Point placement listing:

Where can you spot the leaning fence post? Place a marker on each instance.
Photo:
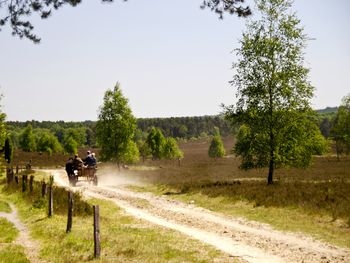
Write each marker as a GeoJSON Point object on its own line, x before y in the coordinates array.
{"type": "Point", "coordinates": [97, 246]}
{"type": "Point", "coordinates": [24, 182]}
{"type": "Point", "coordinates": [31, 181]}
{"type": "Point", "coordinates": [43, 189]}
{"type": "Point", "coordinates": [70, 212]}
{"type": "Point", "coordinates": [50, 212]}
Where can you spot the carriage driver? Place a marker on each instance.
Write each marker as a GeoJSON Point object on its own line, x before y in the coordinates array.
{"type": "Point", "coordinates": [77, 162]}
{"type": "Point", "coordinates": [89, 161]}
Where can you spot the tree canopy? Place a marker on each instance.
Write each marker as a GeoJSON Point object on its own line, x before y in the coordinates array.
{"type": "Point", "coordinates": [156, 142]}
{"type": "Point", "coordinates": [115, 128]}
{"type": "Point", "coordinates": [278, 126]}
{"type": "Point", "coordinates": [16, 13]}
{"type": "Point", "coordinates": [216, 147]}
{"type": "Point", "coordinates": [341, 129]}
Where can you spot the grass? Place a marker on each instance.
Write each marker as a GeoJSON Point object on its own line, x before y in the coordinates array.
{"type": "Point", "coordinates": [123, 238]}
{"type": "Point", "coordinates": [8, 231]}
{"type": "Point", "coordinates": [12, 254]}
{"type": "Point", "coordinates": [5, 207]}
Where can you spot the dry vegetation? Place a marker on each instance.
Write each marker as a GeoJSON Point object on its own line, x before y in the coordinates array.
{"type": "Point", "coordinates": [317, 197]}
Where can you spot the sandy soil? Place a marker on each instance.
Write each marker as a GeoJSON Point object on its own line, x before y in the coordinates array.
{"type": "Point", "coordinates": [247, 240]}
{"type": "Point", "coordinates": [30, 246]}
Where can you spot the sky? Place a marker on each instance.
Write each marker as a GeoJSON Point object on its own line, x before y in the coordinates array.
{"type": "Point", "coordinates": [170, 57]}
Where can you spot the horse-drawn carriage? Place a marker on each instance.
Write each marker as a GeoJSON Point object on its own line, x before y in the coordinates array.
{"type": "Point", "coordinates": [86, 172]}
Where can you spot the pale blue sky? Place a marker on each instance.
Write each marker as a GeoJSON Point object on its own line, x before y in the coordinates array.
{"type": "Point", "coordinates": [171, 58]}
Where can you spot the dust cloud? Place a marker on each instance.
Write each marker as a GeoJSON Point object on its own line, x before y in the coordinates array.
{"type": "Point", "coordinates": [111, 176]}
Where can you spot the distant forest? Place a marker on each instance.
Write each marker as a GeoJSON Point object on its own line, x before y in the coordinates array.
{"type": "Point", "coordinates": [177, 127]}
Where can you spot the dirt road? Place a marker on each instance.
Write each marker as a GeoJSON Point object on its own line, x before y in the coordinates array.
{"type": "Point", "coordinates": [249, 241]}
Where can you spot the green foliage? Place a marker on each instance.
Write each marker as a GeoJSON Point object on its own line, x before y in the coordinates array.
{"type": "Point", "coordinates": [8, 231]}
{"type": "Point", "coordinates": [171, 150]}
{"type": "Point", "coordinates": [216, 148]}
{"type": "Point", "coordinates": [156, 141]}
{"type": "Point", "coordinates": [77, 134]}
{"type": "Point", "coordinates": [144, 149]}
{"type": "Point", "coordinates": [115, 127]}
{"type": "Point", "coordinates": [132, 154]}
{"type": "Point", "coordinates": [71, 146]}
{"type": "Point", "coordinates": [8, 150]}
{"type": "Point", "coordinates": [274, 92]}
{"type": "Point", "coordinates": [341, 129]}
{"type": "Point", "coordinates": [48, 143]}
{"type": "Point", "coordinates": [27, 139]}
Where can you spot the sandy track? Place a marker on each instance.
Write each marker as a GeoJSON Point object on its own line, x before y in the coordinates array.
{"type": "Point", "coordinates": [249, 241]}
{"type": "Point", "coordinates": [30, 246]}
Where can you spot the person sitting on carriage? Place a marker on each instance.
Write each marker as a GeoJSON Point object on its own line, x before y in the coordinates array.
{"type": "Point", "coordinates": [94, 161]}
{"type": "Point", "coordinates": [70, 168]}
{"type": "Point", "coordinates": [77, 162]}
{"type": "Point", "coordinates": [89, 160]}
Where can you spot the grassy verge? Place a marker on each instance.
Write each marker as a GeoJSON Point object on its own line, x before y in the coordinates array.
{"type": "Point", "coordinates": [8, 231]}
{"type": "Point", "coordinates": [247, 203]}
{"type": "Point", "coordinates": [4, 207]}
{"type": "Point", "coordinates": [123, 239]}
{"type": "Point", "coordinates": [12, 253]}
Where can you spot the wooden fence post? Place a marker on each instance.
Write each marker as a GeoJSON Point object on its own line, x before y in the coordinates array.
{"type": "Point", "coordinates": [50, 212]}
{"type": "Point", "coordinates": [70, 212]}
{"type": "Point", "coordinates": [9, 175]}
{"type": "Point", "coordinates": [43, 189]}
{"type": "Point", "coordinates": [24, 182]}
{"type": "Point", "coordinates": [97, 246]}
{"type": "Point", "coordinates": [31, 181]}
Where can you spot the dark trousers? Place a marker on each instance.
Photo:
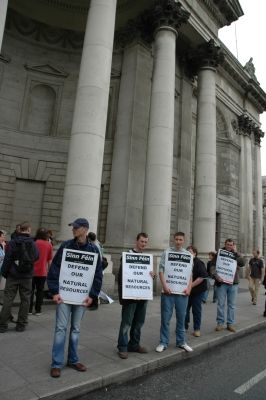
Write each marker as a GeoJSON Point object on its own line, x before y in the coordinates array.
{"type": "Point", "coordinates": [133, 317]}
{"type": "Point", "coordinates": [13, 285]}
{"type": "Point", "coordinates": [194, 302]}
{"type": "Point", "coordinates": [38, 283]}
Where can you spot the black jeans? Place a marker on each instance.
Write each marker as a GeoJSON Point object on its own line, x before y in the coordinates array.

...

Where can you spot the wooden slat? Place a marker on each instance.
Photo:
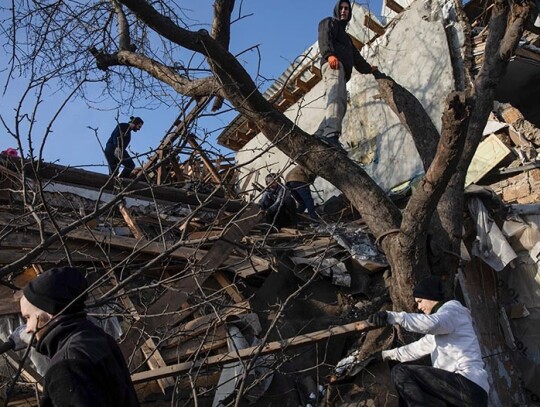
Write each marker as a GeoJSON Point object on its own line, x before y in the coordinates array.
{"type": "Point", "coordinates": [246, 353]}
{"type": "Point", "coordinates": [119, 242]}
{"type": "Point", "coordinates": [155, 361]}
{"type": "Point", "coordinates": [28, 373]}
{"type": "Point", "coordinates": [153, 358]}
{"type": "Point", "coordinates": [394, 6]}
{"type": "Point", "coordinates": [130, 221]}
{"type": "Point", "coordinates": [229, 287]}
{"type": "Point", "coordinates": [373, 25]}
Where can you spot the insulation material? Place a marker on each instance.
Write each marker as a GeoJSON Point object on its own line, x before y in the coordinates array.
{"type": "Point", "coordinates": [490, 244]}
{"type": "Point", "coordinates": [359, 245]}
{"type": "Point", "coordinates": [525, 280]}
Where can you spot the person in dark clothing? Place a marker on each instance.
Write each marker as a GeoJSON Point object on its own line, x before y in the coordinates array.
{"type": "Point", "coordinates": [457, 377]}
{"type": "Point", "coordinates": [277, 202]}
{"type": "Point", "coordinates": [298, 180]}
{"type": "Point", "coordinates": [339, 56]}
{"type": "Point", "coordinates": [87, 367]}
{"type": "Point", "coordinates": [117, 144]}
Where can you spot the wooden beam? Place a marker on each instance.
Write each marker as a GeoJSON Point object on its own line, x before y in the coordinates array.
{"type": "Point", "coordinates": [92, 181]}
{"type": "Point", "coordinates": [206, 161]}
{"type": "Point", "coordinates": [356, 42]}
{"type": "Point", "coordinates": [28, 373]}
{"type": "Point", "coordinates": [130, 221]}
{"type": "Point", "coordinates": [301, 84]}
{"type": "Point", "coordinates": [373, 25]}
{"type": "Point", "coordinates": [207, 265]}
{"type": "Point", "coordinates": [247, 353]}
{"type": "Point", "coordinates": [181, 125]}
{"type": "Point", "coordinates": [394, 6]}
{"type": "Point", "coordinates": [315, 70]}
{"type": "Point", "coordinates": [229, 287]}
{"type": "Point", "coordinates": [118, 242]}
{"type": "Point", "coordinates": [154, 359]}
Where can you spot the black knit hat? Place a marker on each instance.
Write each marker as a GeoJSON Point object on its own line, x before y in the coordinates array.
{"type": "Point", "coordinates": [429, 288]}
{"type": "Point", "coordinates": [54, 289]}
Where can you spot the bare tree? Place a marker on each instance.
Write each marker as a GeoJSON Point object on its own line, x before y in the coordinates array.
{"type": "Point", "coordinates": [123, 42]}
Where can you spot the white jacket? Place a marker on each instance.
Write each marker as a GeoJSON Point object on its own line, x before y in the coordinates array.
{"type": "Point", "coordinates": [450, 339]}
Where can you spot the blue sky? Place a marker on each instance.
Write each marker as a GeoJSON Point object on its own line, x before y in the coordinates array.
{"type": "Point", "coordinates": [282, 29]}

* [What you need to do]:
How many lines in the listing above contain the string "blue"? Case matters; reply with the number only.

* [Task answer]:
2